--- Request ---
Copy out every item below word for word, keeping each line unchanged.

--- Information given ---
···
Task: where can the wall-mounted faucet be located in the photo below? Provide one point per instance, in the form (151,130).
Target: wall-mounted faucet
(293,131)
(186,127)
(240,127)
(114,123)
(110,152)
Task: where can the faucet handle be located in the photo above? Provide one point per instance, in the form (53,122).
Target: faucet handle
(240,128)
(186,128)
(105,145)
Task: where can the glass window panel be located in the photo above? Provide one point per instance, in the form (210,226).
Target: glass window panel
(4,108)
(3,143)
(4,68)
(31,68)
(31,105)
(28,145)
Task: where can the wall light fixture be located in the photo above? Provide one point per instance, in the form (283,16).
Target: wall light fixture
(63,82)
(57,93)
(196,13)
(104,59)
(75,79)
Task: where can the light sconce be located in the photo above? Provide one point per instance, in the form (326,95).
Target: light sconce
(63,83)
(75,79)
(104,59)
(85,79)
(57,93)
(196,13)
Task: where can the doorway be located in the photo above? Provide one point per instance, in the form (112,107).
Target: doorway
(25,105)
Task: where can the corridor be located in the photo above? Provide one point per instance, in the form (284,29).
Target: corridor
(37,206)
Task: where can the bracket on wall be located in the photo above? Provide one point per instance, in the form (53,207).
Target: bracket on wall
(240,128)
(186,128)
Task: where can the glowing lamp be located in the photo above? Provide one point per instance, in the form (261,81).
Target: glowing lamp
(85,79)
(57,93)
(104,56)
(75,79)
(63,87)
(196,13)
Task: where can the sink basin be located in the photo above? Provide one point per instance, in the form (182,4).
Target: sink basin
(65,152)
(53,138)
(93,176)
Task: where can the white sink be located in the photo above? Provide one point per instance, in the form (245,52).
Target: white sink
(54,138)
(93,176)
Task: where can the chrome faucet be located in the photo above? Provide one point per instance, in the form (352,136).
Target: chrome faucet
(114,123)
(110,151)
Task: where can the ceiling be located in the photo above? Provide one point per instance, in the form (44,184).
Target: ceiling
···
--- Task solution ---
Task: where can the wall-mounted faucet be located in the photo below? Provide one point per instance, in the form (151,130).
Target: wall-mounted faucet
(293,131)
(186,127)
(240,127)
(114,123)
(110,152)
Task: where can the faucet handle be located in the photo above? Provide one point per instance, in the form (53,122).
Target: faucet handle
(240,128)
(186,128)
(105,145)
Task: where can the glass window panel be located in the photo above? Provide one point per instance, in the form (210,226).
Target: glass window panel
(4,108)
(3,143)
(4,68)
(31,68)
(31,105)
(28,145)
Task: where can the wall light fixture be located in the photo above? Provide one point per instance, in the form (283,16).
Target: wall light fixture
(63,82)
(57,93)
(196,13)
(104,59)
(75,79)
Task: where can the light sconce be located in the photo above? Provide one point per instance, in the form (326,95).
Target: light sconce
(63,83)
(75,79)
(104,59)
(85,79)
(57,93)
(196,13)
Task: where can the doorway be located in the photo above? Provide one point per instance, in the form (112,107).
Target: doorway
(25,105)
Task: where can the corridor be located in the photo above? Provide one point per instance, in the form (284,29).
Target: corridor
(37,206)
Task: where can the bracket on wall be located in the photo above? Provide one point per instance, in the form (53,207).
Target: bracket on wall
(240,128)
(186,128)
Task: where can the glowing lamp be located in the photo above? Provide one point per instance, in the form (261,81).
Target: glowing lamp
(85,79)
(57,93)
(104,56)
(75,79)
(63,87)
(196,13)
Task: where can the sink basin be located in the photo above? Provide one point per instance, in the form (182,4).
Target: sink basin
(65,152)
(53,138)
(93,176)
Task: where can the white sink be located in the photo above? Provide one point per instance, in the form (245,52).
Target: white sink
(54,138)
(93,176)
Task: where can the chrome faucet be located in the photo above? Provide one point per instance, in the form (352,136).
Target: chrome faucet
(114,123)
(110,151)
Task: where can the ceiling be located in the photo above? Provide one point per instance, in the form (44,184).
Target: ceiling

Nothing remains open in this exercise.